### JOB A
Return each line of the rows below that contains the string "face", treating uppercase and lowercase as different.

### PASSAGE
Now a is a vector with K rows, but it has the same shape properties as the pair a and b for a beta; the beta distribution is just the distribution of the first component of a Dirichlet with parameter vector $[a b]^{⊤}$ . To formulate an unconstrained prior, the exact same strategy works as for the beta.

parameters {
  vector[K] theta_raw;
  // ...
}
transformed parameters {
  simplex[K] theta = softmax(theta_raw);
  // ...
}
model {
  theta_raw ~ multi_normal_cholesky(mu, L_Sigma);
}

The multivariate normal is used for convenience and efficiency with its Cholesky-factor parameterization. Now the mean is controlled by softmax(mu), but we have additional control of covariance through L_Sigma at the expense of having on the order of $K^{2}$ parameters in the prior rather than order $K$ . If no covariance is desired, the number of parameters can be reduced back to $K$ using a vectorized normal distribution as follows.

theta_raw ~ normal(mu, sigma);

where either or both of mu and sigma can be vectors.

Changes of variables

Changes of variables are applied when the transformation of a parameter is characterized by a distribution. The standard textbook example is the lognormal distribution, which is the distribution of a variable $y > 0$ whose logarithm $\log y$ has a normal distribution. The distribution is being assigned to $\log y$ .

The change of variables requires an adjustment to the probability to account for the distortion caused by the transform. For this to work, univariate changes of variables must be monotonic and differentiable everywhere in their support. Multivariate changes of variables must be injective and differentiable everywhere in their support, and they must map $R^{N} \to R^{N}$ .

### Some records
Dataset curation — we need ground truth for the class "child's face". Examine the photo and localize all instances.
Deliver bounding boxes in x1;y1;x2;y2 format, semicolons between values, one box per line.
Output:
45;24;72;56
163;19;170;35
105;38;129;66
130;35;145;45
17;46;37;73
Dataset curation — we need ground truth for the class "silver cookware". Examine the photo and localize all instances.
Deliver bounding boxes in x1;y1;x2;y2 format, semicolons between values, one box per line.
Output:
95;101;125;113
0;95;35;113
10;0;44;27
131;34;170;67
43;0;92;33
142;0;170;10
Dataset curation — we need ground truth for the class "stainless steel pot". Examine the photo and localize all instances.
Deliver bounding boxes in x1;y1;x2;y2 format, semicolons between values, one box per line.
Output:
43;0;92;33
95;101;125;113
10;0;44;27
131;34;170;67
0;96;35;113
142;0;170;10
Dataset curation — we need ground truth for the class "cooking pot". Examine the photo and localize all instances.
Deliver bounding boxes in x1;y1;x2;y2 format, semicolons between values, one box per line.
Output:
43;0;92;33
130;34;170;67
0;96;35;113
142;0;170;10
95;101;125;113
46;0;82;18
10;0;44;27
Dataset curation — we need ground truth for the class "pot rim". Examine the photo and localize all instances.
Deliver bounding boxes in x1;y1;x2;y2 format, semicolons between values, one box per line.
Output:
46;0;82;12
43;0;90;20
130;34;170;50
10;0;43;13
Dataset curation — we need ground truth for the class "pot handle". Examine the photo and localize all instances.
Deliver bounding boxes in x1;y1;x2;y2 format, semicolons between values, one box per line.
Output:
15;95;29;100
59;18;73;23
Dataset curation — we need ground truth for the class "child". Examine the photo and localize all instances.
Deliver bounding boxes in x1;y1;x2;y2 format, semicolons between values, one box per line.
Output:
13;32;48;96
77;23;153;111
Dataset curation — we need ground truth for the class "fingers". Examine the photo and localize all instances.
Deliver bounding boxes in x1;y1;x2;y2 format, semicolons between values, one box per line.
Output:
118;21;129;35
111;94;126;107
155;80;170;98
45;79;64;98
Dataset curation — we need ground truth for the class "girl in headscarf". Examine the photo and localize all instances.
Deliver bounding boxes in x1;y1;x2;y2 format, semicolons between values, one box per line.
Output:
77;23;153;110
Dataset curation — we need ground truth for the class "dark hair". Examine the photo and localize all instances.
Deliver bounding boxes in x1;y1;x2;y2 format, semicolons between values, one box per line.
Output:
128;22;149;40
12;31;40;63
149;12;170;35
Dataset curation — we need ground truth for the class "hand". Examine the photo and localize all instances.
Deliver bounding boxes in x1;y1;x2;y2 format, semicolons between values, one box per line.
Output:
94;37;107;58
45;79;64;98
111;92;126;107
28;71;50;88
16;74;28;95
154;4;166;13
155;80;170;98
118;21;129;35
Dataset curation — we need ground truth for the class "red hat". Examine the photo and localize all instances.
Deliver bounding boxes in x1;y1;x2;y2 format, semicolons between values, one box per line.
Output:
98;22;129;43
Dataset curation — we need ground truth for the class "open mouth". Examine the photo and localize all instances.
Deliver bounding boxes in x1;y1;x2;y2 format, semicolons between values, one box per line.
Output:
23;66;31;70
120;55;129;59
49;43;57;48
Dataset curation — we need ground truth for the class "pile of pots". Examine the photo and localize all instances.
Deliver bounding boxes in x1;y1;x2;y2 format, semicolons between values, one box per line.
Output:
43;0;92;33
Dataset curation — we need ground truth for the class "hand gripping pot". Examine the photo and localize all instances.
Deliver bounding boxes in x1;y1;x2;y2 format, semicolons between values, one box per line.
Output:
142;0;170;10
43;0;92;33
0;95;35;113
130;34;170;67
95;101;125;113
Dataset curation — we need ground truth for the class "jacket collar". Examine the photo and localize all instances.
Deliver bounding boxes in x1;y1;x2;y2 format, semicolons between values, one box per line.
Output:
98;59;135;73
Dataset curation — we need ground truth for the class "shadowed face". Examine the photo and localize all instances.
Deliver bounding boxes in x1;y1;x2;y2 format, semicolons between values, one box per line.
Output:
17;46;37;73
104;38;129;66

### JOB B
Quote verbatim the stretch of the passage above from "The multivariate normal" to "to $\log y$ .".

### CORRECT RESPONSE A
Dataset curation — we need ground truth for the class "child's face". Examine the photo and localize all instances.
Dataset curation — we need ground truth for the class "shadowed face". Examine the photo and localize all instances.

### CORRECT RESPONSE B
The multivariate normal is used for convenience and efficiency with its Cholesky-factor parameterization. Now the mean is controlled by softmax(mu), but we have additional control of covariance through L_Sigma at the expense of having on the order of $K^{2}$ parameters in the prior rather than order $K$ . If no covariance is desired, the number of parameters can be reduced back to $K$ using a vectorized normal distribution as follows.

theta_raw ~ normal(mu, sigma);

where either or both of mu and sigma can be vectors.

Changes of variables

Changes of variables are applied when the transformation of a parameter is characterized by a distribution. The standard textbook example is the lognormal distribution, which is the distribution of a variable $y > 0$ whose logarithm $\log y$ has a normal distribution. The distribution is being assigned to $\log y$ .